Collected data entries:
▬▬▬▬▬▬
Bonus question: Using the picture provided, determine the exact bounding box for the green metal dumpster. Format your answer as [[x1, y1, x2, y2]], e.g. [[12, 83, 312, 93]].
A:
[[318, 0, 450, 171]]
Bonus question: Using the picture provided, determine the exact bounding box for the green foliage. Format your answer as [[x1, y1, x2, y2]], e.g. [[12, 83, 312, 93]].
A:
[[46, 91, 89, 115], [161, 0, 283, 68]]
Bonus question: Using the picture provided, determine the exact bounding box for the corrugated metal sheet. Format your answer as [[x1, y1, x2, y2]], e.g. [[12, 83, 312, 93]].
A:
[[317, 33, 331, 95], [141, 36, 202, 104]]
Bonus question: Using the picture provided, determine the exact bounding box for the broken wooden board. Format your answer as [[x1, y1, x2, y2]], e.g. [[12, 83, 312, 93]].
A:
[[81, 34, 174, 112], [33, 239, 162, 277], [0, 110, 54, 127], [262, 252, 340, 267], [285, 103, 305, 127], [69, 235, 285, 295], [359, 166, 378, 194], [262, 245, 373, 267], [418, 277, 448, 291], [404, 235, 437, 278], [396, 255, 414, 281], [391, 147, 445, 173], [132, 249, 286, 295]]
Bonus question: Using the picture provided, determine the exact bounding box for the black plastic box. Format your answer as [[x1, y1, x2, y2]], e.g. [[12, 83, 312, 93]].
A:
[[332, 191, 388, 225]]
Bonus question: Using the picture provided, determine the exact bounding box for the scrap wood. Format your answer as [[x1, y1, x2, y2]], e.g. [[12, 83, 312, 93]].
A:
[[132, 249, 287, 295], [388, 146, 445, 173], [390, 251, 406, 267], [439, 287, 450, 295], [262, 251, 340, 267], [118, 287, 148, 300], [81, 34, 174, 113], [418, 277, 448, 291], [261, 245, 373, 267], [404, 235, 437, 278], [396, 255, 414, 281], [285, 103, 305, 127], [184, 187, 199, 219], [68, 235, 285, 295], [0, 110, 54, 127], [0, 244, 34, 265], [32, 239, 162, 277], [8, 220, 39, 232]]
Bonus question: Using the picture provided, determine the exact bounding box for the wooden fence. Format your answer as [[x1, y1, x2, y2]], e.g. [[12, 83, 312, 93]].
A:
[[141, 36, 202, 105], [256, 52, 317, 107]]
▬▬▬▬▬▬
- _About this exercise_
Gather from the records above every line containing the string "metal".

- _Answer to this problem_
Bonus question: Using the picture provided, determine the exact bounding box for the green metal dumpster. Format your answer as [[x1, y1, x2, y2]], e.g. [[12, 83, 312, 93]].
Bonus question: Using the picture provided, determine the exact bounding box for the corrugated metal sheet. Format your answer as [[x1, y1, x2, y2]], e.g. [[12, 83, 312, 93]].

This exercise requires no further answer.